Task directions
Although the entries contain pictures, your copy should hold only their exact text.

[Referring expression grounding data]
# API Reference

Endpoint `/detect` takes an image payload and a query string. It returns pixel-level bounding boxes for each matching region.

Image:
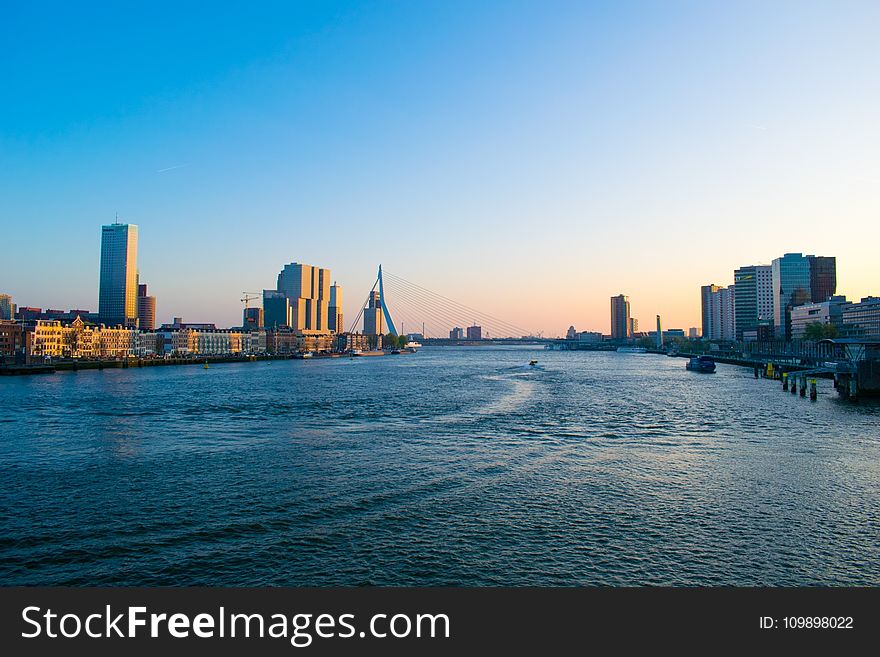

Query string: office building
[363,290,385,336]
[610,295,630,340]
[450,326,464,340]
[263,290,290,329]
[0,320,23,359]
[277,262,332,334]
[137,283,157,331]
[688,327,699,339]
[0,294,14,320]
[466,325,482,340]
[243,307,264,331]
[656,315,663,349]
[328,283,343,333]
[771,253,809,339]
[701,284,735,341]
[790,296,851,340]
[629,318,639,336]
[808,256,837,303]
[98,222,139,327]
[733,264,772,340]
[842,297,880,339]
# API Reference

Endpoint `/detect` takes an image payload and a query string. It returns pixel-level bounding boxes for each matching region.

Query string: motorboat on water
[617,346,647,353]
[406,341,423,349]
[686,355,716,373]
[529,360,538,366]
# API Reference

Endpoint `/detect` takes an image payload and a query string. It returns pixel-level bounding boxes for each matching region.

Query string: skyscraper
[98,222,138,327]
[328,283,343,333]
[263,290,290,329]
[610,295,630,340]
[137,283,157,331]
[656,315,663,349]
[701,284,735,341]
[277,262,332,334]
[771,253,812,340]
[733,265,772,340]
[0,294,13,320]
[363,290,384,336]
[808,255,837,303]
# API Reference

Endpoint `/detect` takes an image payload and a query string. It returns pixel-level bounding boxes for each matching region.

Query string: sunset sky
[2,1,878,335]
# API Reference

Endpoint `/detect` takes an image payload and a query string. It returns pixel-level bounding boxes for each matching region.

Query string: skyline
[2,1,879,334]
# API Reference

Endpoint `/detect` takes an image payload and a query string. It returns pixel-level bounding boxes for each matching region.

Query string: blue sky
[2,1,878,334]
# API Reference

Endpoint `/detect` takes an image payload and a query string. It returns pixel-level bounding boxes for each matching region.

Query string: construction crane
[241,292,260,310]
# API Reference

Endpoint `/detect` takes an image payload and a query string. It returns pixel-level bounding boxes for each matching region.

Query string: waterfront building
[449,326,464,340]
[0,320,23,359]
[610,295,630,340]
[771,253,811,339]
[842,296,880,339]
[629,318,639,336]
[137,283,157,331]
[790,296,851,340]
[656,315,663,349]
[26,320,66,359]
[263,290,290,329]
[577,331,603,343]
[98,222,139,328]
[0,294,14,320]
[277,262,332,335]
[243,307,264,331]
[701,284,735,341]
[137,332,161,357]
[16,307,43,322]
[335,332,372,353]
[363,290,385,336]
[733,264,772,340]
[808,255,837,303]
[688,327,699,339]
[466,325,482,341]
[566,326,577,339]
[328,283,343,333]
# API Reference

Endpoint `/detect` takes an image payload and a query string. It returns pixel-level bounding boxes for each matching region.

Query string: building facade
[0,320,23,359]
[808,255,837,304]
[137,283,157,330]
[449,327,464,340]
[790,296,851,340]
[363,290,385,336]
[328,283,343,333]
[733,264,772,340]
[0,294,14,320]
[98,223,139,328]
[842,297,880,339]
[610,294,630,340]
[771,253,810,339]
[263,290,290,329]
[466,325,482,341]
[243,307,264,331]
[701,285,735,341]
[277,262,332,334]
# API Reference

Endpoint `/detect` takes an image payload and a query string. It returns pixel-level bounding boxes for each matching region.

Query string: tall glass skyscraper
[98,223,138,328]
[771,253,811,340]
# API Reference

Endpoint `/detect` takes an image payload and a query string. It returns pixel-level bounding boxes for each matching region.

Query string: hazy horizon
[2,1,878,335]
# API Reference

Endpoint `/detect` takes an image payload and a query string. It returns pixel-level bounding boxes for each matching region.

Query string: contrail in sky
[157,163,189,173]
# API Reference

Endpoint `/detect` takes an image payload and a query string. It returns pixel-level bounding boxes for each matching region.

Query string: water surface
[1,346,878,585]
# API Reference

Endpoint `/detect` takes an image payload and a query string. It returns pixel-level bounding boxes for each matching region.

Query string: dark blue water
[1,346,878,586]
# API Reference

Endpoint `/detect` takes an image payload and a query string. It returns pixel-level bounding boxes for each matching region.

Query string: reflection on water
[0,346,878,586]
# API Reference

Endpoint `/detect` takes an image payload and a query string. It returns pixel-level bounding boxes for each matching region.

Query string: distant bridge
[350,265,532,339]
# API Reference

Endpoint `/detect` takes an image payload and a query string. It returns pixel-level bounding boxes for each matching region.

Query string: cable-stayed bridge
[350,265,533,340]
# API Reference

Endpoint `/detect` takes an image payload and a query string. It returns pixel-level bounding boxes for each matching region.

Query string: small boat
[686,356,716,373]
[406,341,423,349]
[529,360,538,366]
[203,360,209,369]
[617,346,647,353]
[391,349,401,355]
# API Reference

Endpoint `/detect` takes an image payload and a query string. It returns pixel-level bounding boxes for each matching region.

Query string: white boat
[405,341,422,349]
[616,346,647,353]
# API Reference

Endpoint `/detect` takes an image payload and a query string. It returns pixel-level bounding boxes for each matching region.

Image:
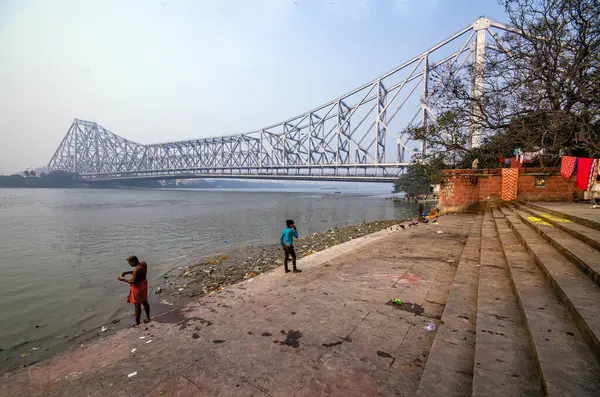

Exercise result
# API Reference

Endpoint `/detect` takes an image payload and a query string. It returns pixel-level bounding boxes for each matching region.

Image:

Query string: office building
[363,290,385,336]
[610,295,630,340]
[450,326,464,340]
[263,290,290,329]
[0,320,23,359]
[277,262,332,334]
[137,283,157,331]
[688,327,699,339]
[0,294,14,320]
[466,325,482,340]
[243,307,264,331]
[656,315,663,349]
[328,283,343,333]
[771,253,809,339]
[701,284,735,341]
[790,296,851,340]
[629,318,639,336]
[808,256,837,303]
[98,222,139,327]
[733,264,772,340]
[842,297,880,339]
# API Reference

Endpoint `/detect` takes an image payload and a query string. It returns pixel-level bounding boxes for each matching region.

Query string: motorboat on water
[617,346,647,353]
[406,341,423,349]
[686,355,716,373]
[529,360,538,366]
# API Reference

Endpoint `/detect` takes an image payload and a query string. It returns pixel-level bounding boxes for each matching region.

Query string: skyscraper
[98,222,138,327]
[328,283,343,333]
[263,290,290,329]
[610,295,630,340]
[137,283,157,331]
[656,315,663,349]
[701,284,735,341]
[277,262,332,334]
[771,253,812,340]
[733,265,772,340]
[0,294,13,320]
[363,290,384,336]
[808,255,837,303]
# API Reference

Endpoint `/detect` takes an image payload and a query string. It returns pixel-level bounding boxes for each matching region.

Query string: sunset sky
[2,1,878,335]
# API Reference

Endpoint `/detect` takes an image payload and a query string. It returns pixel-level bounding boxes for each matching region.

Query string: skyline
[2,1,879,334]
# API Reference

Endpoint `/detect` takes an image payload and a query string. It returns pixel-level bounding boxes for each matching region.

Query string: blue sky
[2,1,878,334]
# API Reference

Endpoint `/detect` takes an image payload and a query string. It returns pixel-level bounding boxes for each matching region.

Query string: construction crane
[241,292,260,310]
# API Reference

Endpoint `/detect` takes an image payload and a query string. It returns pixel-level bounding boxes for each matching region.

Query string: waterfront building
[449,326,464,340]
[0,320,23,359]
[610,295,630,340]
[771,253,811,339]
[842,296,880,339]
[629,318,639,336]
[137,283,157,331]
[790,296,851,340]
[656,315,663,349]
[26,320,66,359]
[263,290,290,329]
[577,331,603,343]
[98,222,139,328]
[0,294,14,320]
[277,262,332,335]
[243,307,264,331]
[701,284,735,341]
[137,332,161,357]
[16,307,43,322]
[335,332,372,353]
[363,290,385,336]
[733,264,772,340]
[808,255,837,303]
[688,327,699,339]
[466,325,482,341]
[566,326,577,339]
[328,283,343,333]
# API Reference

Endpoint `/detect` takes an image payload and a query string. It returns pixel-level bounding boxes for each matching region.

Query string: building facade
[0,320,23,359]
[808,255,837,304]
[137,283,157,330]
[449,327,464,340]
[790,296,851,340]
[363,290,385,336]
[328,283,343,333]
[733,264,772,340]
[0,294,14,320]
[98,223,139,328]
[842,297,880,339]
[610,294,630,340]
[771,253,810,339]
[263,290,290,329]
[466,325,482,341]
[243,307,264,331]
[701,285,735,341]
[277,262,332,334]
# API Reference

Endpoint `/detect` takes an image payload and a query string. It returns pixel-level bounding boxes for each matching region.

Query string: tall glass skyscraper
[98,223,138,328]
[771,253,811,340]
# API Reference

Endpoint `/detect` takes an image payload and a query string. It returns pixel-level bounding boxes for each matching region.

Query string: hazy horizon
[2,1,878,335]
# API Reference

Endpoint `/detect` takes an image payload and a query string. It returns pixel-level bounding boxes for each matching region.

Query string: contrail in sky
[157,163,189,173]
# API Reference

Endpoint `/detect` takes an image payload and a query string. It returns pixel-level bounding boxes for each matching region.

Query string: water surface
[1,346,878,585]
# API Reference

Endpoint `/detect` takes an image payload and a query string. It returns pixel-level bounding boxes for each matching region.

Query string: dark blue water
[1,346,878,586]
# API Reference

Endpoint `/detect` takes an image payload and a query string. It returns pixel-level bounding boxes for each matching region.

Query string: reflection on water
[0,346,878,586]
# API Reference

Endpoint `/detect` takes an image payload and a query string. It returns pixel-level bounding boxes for each matching region.

Query string: distant bridge
[350,265,532,339]
# API Reference

Endpoint `/detect` takes an image payload and a query string. It returns pixel-level bounding boxes for each matching region.

Query string: cable-stayed bridge
[350,265,533,340]
# API Reference

Endpoint `/detect` takes an image payload and a query string. It returns pixel-level bounding boxes for each matching region.

Query string: small boat
[686,356,716,373]
[406,341,423,349]
[529,360,538,366]
[203,360,209,369]
[617,346,647,353]
[391,349,401,355]
# API Reference

Endpoint `/detect` takes an image payload and a query string. It returns pixel-level bounding boxes for each matching region.

Query string: white boat
[405,341,422,349]
[616,346,647,353]
# API Reference

Endpoint `/detect` takes an image payload and a query string. It returns pixel-level bounding boxes for each matching region.

Image:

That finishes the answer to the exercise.